* JOB 1
Could you transcribe, word for word, the part of the section on transforming columns that opens with the words containing "7.4. Transforming" and closes with "data using SQL."?

* SOURCE EXTRACT
|---|

7.4. Transforming

Data scientists transform columns when they need to change each value in a feature in the same way. For example, if a feature contains heights of people in feet, a data scientist might want to transform the heights to centimeters. In this section, we’ll show how to apply functions that transform columns of data using SQL.

# Set up connection to database
import sqlalchemy
db = sqlalchemy.create_engine('sqlite:///babynames.db')
query = ''' 
SELECT *
FROM baby
LIMIT 10;
'''

pd.read_sql(query, db)
Name Sex Count Year
0 Liam M 19659 2020
1 Noah M 18252 2020
2 Oliver M 14147 2020
... ... ... ... ...
7 Lucas M 11281 2020
8 Henry M 10705 2020
9 Alexander M 10151 2020

10 rows × 4 columns

In the baby names New York Times article [Williams, 2021], Pamela mentions that names starting with the letter “L” and “K” became popular after 2000. On the other hand, names starting with the letter “J” peaked in popularity in the 1970s and 1980s and have dropped off in popularity since. We can verify these claims using the baby dataset.

|---|

* DATA ENTRIES

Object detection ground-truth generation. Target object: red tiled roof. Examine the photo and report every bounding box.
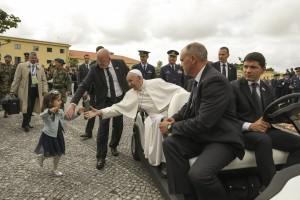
[69,50,140,65]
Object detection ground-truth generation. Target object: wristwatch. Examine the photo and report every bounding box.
[167,124,173,133]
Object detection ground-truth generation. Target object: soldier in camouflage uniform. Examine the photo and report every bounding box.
[0,55,16,117]
[53,58,72,109]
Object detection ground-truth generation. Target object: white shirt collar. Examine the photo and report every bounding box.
[108,61,114,68]
[195,65,206,84]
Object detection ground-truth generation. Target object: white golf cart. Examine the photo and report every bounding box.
[131,93,300,200]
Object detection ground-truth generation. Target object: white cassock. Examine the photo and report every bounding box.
[101,78,189,166]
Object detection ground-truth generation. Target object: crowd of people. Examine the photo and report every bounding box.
[0,42,300,200]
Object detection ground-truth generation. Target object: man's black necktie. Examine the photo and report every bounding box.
[190,80,198,107]
[106,68,116,101]
[251,83,263,116]
[222,63,226,77]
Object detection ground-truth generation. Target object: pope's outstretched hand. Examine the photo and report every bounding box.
[84,107,102,119]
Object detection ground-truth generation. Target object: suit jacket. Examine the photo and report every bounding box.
[160,64,184,87]
[172,64,244,158]
[132,63,156,80]
[10,62,48,113]
[77,63,92,84]
[71,60,129,109]
[213,61,237,81]
[231,78,274,125]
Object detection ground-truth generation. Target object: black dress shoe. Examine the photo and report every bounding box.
[23,126,29,132]
[110,147,119,156]
[96,159,105,170]
[80,134,92,138]
[160,163,168,178]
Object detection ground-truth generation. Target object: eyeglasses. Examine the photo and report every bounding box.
[49,90,60,94]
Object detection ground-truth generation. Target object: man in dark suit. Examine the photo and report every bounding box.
[160,43,244,200]
[132,50,156,80]
[232,52,300,189]
[74,52,97,139]
[290,67,300,93]
[66,48,129,169]
[213,47,237,81]
[160,50,185,87]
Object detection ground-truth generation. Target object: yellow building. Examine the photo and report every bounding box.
[237,65,276,80]
[0,35,71,67]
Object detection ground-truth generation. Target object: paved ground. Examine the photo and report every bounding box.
[0,108,163,200]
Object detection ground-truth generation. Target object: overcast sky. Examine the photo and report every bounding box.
[0,0,300,71]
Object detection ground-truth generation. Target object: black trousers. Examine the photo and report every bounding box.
[96,97,123,160]
[22,87,39,128]
[163,135,236,200]
[244,128,300,186]
[85,95,96,137]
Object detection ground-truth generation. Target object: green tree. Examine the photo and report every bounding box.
[0,9,21,33]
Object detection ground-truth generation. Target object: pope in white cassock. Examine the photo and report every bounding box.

|---|

* JOB 2
Can you format the rows from the line containing "Target object: wristwatch." through the line containing "[222,63,226,77]", both included, as a two-column CSV with the headers input and output? Put each row's text and its answer on one CSV line, each in a single quoted field, with line breaks replaced by spaces.

* WRITTEN SOLUTION 1
7.4. Transforming

Data scientists transform columns when they need to change each value in a feature in the same way. For example, if a feature contains heights of people in feet, a data scientist might want to transform the heights to centimeters. In this section, we’ll show how to apply functions that transform columns of data using SQL.

* WRITTEN SOLUTION 2
input,output
"Object detection ground-truth generation. Target object: wristwatch. Examine the photo and report every bounding box.","[167,124,173,133]"
"Object detection ground-truth generation. Target object: soldier in camouflage uniform. Examine the photo and report every bounding box.","[0,55,16,117] [53,58,72,109]"
"Object detection ground-truth generation. Target object: white shirt collar. Examine the photo and report every bounding box.","[108,61,114,68] [195,65,206,84]"
"Object detection ground-truth generation. Target object: white golf cart. Examine the photo and report every bounding box.","[131,93,300,200]"
"Object detection ground-truth generation. Target object: white cassock. Examine the photo and report every bounding box.","[101,78,189,166]"
"Object detection ground-truth generation. Target object: crowd of people. Examine the photo and report every bounding box.","[0,42,300,200]"
"Object detection ground-truth generation. Target object: man's black necktie. Examine the photo and report every bounding box.","[190,80,198,107] [106,68,116,101] [251,83,263,116] [222,63,226,77]"